What you will do: Please report every line in the records below that contains the word "floor", copying each one in full.

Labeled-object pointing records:
☆ ☆ ☆ ☆ ☆ ☆ ☆

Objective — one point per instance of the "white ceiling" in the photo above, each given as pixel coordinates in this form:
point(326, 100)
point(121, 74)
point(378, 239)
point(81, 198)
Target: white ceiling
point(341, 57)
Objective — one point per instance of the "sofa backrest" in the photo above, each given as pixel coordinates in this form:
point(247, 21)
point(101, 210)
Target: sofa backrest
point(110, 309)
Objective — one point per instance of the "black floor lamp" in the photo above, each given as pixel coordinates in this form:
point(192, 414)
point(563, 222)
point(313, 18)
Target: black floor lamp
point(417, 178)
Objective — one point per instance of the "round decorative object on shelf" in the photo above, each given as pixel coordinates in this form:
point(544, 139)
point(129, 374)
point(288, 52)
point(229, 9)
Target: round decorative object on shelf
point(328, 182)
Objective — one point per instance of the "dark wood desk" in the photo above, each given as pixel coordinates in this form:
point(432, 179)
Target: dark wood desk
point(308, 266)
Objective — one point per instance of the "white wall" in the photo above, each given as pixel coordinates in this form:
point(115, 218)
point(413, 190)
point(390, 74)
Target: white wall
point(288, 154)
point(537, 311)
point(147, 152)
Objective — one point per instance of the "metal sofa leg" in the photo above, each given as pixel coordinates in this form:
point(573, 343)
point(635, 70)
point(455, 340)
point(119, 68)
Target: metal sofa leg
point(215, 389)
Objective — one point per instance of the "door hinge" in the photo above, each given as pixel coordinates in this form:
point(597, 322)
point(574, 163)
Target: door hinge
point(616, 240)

☆ ☆ ☆ ☆ ☆ ☆ ☆

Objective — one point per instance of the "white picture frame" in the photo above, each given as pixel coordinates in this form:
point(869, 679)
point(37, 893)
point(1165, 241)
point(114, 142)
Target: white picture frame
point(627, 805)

☆ ☆ ☆ ☆ ☆ ☆ ☆

Task output:
Objective — one point per instance of the "black floor lamp" in the photo above, each given as pixel coordinates in this form:
Target: black floor lamp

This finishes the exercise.